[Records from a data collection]
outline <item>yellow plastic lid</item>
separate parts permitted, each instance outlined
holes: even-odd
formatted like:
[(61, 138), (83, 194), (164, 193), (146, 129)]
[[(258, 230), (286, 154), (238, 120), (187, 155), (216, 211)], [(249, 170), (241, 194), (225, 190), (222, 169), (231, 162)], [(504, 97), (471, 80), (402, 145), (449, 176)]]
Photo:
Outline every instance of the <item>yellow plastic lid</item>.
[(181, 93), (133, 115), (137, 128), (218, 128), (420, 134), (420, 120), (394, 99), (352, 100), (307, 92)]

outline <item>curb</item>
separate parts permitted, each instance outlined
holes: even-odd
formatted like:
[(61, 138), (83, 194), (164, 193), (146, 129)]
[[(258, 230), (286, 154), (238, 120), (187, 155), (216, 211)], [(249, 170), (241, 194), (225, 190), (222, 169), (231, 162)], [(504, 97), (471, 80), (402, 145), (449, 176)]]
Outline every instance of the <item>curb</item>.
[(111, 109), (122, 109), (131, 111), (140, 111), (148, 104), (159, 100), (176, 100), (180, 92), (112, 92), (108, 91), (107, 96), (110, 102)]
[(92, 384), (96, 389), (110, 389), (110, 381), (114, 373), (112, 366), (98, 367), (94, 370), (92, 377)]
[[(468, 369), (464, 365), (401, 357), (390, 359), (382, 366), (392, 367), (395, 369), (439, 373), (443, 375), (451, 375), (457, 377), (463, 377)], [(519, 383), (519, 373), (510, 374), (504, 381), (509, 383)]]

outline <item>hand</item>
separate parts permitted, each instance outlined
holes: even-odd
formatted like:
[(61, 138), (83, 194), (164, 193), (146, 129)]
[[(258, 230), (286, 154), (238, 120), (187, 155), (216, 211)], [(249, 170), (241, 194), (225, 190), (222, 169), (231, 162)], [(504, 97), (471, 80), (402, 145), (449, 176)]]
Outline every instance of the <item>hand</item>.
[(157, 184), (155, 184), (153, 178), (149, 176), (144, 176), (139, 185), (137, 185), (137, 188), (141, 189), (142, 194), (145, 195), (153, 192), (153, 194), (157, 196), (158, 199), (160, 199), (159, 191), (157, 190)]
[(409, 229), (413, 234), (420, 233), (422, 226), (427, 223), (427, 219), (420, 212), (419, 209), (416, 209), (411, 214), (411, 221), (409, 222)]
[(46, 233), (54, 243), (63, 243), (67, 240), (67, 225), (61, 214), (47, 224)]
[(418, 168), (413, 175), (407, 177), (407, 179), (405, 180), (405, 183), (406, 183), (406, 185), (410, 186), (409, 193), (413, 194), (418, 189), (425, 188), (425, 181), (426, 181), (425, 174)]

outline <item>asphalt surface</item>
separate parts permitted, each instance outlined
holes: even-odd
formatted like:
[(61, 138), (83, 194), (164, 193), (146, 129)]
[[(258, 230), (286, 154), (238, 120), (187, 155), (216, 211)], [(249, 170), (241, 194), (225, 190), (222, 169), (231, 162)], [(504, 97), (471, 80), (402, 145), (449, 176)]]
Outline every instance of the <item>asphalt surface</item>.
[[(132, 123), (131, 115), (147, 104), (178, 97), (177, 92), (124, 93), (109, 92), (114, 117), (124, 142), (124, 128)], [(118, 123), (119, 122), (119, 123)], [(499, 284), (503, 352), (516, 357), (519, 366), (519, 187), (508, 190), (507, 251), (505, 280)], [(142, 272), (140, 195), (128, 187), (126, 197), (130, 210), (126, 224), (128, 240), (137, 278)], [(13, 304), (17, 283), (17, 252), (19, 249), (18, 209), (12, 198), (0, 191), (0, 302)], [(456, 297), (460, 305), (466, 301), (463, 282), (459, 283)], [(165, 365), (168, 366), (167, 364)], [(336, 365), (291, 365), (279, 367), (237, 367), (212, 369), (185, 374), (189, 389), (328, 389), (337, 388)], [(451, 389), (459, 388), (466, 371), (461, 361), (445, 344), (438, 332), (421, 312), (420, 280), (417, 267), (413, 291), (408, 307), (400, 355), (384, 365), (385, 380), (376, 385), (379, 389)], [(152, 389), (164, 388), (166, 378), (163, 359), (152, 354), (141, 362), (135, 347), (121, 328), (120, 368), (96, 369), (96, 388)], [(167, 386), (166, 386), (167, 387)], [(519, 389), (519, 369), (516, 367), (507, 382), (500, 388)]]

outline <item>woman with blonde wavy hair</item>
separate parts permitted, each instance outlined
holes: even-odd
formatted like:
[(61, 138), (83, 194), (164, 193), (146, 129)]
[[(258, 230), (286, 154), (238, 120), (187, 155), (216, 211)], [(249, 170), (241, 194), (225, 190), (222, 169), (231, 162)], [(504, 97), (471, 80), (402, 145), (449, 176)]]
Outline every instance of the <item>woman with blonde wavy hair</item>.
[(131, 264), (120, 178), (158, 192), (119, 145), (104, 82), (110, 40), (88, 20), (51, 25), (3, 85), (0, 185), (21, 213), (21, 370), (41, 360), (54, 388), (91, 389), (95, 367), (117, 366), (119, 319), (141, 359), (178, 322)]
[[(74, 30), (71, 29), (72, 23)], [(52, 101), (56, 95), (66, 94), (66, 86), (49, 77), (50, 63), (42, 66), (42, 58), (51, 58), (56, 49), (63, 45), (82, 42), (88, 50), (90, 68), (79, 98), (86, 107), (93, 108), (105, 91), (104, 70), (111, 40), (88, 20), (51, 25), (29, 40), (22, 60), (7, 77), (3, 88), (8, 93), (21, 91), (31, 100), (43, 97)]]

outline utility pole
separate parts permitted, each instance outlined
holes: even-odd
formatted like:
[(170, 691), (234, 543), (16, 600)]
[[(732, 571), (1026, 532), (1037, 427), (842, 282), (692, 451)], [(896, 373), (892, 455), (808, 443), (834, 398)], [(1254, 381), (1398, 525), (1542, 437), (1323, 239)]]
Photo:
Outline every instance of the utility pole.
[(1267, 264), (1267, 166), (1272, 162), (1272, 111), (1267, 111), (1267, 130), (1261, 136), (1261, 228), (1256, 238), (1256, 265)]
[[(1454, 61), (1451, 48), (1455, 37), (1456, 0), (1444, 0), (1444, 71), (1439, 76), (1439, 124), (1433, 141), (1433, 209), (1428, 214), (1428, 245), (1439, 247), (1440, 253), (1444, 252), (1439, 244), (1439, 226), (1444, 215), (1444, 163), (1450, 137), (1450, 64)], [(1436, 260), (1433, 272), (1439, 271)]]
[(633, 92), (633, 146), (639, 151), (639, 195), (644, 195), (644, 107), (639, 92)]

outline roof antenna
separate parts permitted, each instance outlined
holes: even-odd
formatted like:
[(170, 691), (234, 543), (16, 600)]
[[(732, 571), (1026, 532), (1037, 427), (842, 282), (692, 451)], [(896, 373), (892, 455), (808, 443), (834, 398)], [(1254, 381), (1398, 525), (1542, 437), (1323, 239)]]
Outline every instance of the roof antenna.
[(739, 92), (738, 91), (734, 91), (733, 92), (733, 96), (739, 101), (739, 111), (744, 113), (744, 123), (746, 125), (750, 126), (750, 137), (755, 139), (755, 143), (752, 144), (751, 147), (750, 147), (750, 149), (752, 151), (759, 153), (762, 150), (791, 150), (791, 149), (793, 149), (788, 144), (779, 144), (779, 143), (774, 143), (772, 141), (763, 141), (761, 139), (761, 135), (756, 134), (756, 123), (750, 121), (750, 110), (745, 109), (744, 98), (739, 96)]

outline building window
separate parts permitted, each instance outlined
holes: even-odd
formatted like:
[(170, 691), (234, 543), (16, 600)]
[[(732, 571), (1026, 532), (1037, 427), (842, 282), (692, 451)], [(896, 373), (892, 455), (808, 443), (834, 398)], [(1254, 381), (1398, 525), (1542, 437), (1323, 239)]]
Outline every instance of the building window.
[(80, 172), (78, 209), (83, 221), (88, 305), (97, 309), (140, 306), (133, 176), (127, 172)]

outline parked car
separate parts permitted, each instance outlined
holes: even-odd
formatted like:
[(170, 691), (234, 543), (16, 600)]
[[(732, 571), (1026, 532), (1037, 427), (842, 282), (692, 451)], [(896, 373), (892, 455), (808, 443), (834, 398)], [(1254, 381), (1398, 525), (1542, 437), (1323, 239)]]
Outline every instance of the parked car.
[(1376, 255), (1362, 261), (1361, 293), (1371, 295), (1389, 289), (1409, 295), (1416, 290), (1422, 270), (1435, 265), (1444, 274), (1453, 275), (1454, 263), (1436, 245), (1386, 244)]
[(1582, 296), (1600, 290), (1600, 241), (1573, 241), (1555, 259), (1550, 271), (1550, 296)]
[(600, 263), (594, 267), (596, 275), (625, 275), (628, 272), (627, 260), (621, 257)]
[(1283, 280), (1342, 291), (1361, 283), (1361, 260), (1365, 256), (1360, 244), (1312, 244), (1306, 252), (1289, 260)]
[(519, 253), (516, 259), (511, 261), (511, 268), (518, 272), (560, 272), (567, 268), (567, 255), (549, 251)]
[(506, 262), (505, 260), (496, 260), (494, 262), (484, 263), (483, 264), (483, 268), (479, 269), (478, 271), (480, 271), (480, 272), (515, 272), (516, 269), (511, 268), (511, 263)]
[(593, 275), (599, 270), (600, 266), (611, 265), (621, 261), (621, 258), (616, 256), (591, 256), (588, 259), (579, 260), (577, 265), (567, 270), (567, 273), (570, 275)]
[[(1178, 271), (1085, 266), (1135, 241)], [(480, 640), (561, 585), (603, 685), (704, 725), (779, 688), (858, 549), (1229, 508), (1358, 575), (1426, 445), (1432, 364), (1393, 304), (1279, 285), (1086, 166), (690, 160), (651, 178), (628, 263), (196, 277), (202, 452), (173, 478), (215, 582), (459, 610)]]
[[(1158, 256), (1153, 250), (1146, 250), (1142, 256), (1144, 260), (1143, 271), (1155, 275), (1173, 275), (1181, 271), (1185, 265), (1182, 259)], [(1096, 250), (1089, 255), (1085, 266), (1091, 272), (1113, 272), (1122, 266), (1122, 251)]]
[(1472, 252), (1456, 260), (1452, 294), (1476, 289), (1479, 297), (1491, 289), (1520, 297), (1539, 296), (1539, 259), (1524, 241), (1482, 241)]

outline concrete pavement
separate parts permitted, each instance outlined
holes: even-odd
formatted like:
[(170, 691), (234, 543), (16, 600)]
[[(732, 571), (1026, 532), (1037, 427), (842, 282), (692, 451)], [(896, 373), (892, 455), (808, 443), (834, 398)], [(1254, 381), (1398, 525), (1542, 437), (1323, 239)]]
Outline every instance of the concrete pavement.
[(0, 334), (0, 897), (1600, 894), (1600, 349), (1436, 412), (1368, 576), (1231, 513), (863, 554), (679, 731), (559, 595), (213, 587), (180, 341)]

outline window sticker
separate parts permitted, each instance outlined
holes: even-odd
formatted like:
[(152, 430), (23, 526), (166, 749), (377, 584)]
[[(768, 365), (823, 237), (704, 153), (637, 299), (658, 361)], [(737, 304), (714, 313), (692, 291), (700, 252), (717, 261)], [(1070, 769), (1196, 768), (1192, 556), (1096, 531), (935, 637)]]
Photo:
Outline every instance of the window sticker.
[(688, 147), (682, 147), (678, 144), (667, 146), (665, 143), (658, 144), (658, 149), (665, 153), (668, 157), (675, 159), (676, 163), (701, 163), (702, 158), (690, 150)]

■ How to complete this task ■
Set down exactly the lines from the one that contains "531), (935, 637)]]" to the final line above, both included, and nothing more.

■ Answer to this task ■
[[(768, 365), (823, 237), (704, 153), (637, 299), (658, 361)], [(737, 304), (714, 313), (692, 291), (700, 252), (717, 261)], [(1070, 769), (1196, 768), (1192, 556), (1096, 531), (935, 637)]]
Photo:
Outline every instance of the window sticker.
[(688, 147), (682, 147), (678, 144), (667, 146), (665, 143), (658, 144), (658, 149), (665, 153), (668, 157), (675, 159), (676, 163), (701, 163), (702, 158), (690, 150)]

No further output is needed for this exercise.